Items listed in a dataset
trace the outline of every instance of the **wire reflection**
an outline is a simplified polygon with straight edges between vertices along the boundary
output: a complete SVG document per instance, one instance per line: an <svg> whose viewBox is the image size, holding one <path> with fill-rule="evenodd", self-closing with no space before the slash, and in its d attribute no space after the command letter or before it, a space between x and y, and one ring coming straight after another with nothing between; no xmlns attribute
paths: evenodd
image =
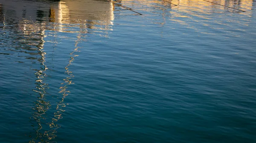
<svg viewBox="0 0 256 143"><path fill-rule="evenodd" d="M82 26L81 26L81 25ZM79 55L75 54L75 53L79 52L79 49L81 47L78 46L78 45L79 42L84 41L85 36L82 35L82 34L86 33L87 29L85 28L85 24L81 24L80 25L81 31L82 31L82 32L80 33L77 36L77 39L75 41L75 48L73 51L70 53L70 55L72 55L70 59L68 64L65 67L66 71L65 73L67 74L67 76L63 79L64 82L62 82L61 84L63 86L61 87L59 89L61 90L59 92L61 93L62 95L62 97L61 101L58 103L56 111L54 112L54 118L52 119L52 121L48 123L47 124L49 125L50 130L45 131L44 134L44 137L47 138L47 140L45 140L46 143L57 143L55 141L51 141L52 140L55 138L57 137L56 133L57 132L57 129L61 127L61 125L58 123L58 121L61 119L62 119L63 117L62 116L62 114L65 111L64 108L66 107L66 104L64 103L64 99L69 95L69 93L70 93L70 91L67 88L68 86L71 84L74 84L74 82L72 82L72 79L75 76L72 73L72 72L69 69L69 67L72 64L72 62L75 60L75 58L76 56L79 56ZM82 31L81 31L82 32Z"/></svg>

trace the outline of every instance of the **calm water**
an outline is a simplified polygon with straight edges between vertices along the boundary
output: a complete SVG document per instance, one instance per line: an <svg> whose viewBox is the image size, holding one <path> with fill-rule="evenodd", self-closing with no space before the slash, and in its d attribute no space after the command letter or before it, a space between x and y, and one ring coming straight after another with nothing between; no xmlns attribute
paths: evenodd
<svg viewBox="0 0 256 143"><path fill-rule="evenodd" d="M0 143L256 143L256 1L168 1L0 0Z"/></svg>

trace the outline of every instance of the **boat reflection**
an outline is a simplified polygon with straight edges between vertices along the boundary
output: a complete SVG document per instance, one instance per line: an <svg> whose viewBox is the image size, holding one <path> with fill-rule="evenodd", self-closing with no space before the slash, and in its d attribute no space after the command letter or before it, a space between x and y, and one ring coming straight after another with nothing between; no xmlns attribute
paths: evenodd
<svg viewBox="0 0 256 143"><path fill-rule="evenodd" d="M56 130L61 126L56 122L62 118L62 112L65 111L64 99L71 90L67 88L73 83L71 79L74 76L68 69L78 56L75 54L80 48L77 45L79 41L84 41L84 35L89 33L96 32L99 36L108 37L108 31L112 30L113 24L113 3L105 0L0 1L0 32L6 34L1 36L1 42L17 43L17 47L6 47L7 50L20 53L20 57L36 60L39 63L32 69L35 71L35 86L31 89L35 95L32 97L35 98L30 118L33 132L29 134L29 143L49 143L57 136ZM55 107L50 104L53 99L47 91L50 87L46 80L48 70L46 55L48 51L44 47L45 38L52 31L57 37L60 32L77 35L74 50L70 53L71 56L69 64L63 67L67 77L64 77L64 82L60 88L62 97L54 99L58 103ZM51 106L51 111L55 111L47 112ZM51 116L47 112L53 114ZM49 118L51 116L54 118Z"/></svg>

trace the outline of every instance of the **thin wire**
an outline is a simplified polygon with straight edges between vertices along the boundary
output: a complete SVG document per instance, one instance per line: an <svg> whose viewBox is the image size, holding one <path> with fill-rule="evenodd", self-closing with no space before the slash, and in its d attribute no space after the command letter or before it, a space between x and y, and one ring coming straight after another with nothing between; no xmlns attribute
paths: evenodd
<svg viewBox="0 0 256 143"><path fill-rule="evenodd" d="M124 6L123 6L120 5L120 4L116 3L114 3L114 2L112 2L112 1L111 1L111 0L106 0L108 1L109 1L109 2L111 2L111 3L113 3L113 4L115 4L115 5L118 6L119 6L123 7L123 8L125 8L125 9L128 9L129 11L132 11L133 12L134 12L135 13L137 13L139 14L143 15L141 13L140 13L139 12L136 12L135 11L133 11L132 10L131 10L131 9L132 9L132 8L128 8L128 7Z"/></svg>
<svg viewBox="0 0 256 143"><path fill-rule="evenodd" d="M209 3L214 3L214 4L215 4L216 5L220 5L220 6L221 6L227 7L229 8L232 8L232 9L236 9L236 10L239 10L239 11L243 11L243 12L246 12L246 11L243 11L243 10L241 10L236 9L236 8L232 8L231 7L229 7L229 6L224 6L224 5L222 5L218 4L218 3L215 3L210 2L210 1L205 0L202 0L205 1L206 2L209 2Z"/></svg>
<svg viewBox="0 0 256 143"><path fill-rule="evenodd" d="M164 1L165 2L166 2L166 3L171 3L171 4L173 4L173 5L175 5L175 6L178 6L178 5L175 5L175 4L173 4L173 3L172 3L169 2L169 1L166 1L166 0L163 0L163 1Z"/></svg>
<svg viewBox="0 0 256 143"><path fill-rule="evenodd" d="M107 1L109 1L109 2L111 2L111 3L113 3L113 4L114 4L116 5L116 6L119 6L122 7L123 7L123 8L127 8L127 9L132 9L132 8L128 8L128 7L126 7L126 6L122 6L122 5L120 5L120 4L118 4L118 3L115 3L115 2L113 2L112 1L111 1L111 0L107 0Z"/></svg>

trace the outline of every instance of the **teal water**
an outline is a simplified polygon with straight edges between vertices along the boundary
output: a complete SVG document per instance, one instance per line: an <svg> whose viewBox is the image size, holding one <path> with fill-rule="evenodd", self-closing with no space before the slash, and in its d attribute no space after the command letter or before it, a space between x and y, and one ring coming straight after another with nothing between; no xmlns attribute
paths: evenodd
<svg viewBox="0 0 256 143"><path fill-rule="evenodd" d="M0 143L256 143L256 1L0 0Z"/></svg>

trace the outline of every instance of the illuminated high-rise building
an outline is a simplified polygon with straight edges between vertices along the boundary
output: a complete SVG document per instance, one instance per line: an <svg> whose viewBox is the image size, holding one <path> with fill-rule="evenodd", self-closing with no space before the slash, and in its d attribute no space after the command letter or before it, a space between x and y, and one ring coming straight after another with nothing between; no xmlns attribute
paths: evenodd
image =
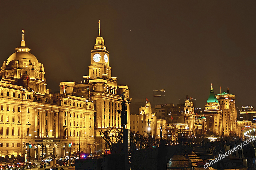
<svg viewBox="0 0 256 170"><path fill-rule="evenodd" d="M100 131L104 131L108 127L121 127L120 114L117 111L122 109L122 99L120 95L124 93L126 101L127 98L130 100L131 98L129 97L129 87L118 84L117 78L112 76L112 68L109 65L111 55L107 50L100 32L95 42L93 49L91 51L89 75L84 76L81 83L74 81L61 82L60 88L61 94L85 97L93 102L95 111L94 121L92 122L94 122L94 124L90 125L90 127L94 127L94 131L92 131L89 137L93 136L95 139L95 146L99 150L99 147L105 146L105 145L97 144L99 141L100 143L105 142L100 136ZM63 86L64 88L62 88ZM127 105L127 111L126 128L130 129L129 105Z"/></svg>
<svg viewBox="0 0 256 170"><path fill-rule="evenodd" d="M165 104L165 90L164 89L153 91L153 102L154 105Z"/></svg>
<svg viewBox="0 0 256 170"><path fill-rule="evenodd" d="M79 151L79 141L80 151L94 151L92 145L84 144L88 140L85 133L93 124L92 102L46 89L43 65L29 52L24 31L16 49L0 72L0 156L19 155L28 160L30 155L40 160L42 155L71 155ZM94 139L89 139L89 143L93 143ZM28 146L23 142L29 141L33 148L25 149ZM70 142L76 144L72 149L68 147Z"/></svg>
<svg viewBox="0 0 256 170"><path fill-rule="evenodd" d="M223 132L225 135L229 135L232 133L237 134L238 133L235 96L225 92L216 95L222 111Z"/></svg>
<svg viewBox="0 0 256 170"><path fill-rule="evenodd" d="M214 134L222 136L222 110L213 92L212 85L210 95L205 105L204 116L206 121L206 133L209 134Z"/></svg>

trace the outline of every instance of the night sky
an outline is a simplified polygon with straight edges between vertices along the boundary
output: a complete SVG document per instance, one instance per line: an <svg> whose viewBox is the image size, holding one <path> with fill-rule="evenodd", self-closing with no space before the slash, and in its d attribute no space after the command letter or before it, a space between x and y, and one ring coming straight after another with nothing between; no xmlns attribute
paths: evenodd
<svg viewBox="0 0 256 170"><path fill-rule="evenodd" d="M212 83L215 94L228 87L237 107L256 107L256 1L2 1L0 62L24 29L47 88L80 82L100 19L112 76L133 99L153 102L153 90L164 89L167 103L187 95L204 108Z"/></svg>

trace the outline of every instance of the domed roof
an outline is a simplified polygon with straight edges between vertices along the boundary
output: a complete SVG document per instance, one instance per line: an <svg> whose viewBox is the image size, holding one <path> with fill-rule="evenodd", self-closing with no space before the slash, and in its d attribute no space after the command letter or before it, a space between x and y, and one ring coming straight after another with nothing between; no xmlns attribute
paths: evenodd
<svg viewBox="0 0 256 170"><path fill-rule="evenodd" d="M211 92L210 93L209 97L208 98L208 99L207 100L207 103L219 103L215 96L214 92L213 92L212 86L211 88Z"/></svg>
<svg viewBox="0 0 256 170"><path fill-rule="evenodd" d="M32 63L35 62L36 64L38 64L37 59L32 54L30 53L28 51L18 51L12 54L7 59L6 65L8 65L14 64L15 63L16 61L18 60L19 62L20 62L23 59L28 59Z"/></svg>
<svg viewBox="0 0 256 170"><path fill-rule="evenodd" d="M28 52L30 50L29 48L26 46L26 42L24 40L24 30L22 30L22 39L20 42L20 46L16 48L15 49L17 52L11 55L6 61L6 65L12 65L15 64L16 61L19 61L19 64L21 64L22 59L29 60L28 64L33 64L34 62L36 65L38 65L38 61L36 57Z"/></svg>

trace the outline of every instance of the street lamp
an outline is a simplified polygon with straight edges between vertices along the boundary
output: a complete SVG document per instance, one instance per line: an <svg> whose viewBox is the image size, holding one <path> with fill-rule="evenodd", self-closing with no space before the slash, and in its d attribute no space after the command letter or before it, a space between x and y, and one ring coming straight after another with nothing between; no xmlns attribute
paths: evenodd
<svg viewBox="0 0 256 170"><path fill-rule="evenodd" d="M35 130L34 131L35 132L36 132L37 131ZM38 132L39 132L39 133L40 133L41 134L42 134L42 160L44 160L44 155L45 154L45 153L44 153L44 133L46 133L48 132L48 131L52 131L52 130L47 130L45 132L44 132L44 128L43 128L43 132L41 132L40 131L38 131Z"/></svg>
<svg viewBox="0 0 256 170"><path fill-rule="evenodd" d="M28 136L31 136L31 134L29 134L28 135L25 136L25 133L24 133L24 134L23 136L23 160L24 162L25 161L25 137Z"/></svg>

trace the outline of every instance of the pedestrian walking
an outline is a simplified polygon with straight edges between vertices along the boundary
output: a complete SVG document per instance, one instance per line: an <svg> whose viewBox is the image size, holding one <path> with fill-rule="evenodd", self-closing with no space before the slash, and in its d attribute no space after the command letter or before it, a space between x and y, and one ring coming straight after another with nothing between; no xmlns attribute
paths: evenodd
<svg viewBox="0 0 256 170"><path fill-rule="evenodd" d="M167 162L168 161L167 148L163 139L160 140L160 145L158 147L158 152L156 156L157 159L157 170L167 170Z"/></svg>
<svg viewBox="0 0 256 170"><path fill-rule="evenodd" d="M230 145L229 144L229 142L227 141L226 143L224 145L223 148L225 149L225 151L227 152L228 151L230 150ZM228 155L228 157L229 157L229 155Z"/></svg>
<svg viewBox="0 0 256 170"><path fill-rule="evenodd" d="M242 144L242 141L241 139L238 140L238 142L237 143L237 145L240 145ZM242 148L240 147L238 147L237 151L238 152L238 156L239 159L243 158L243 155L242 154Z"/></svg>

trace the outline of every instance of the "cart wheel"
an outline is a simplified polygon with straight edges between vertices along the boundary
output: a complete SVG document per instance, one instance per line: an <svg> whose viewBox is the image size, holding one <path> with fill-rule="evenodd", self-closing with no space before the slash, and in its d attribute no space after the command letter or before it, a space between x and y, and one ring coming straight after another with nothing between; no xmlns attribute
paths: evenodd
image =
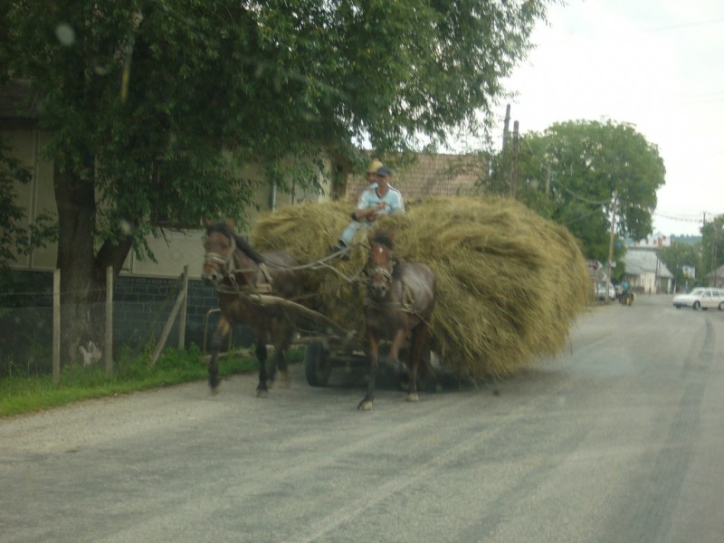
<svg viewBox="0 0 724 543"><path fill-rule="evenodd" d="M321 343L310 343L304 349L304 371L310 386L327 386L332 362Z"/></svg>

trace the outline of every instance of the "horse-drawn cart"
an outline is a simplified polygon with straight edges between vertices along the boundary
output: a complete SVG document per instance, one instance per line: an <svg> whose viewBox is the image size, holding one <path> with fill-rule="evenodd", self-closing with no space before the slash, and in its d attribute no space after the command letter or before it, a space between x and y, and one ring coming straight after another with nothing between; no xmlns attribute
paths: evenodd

• AIM OF THE EXERCISE: Can you put the material from the line with "trace the outline of every instance of the **boat" up to and including the line with "130L61 126L56 122L62" into a JSON list of strings, one string per line, with blank lines left out?

• WRITTEN RESPONSE:
[
  "trace the outline of every instance of the **boat reflection**",
  "an outline is a simplified polygon with straight edges between vertices along the boundary",
  "output: a complete SVG document per instance, one instance per line: an <svg> whose viewBox is the image size, holding one <path> with fill-rule=\"evenodd\", self-closing with no space before the slash, and in its d attribute no space after the command letter or before it, a space between x and y, and one ring coming straight after another with nothing between; no xmlns attribute",
  "paths: evenodd",
  "<svg viewBox=\"0 0 256 143\"><path fill-rule=\"evenodd\" d=\"M56 130L61 126L56 122L62 118L62 112L65 111L64 99L71 90L67 88L73 83L71 79L74 76L68 69L78 56L75 54L80 48L77 45L79 41L84 41L84 35L89 33L96 32L99 36L108 37L108 31L112 30L113 24L113 3L105 0L0 1L0 32L6 34L1 36L1 42L17 43L17 47L6 47L7 50L20 53L20 57L36 60L39 63L32 69L35 71L35 86L31 89L35 95L32 97L35 98L30 118L33 132L29 134L29 143L49 143L57 136ZM55 107L50 104L53 99L47 91L50 87L46 80L48 70L46 55L48 51L44 47L45 38L52 31L57 37L60 32L77 35L74 50L70 53L71 56L69 64L63 67L67 77L64 77L64 82L60 88L62 97L54 99L58 103ZM51 106L51 111L55 111L47 112ZM51 116L47 112L53 114ZM49 118L51 116L54 118Z\"/></svg>"
]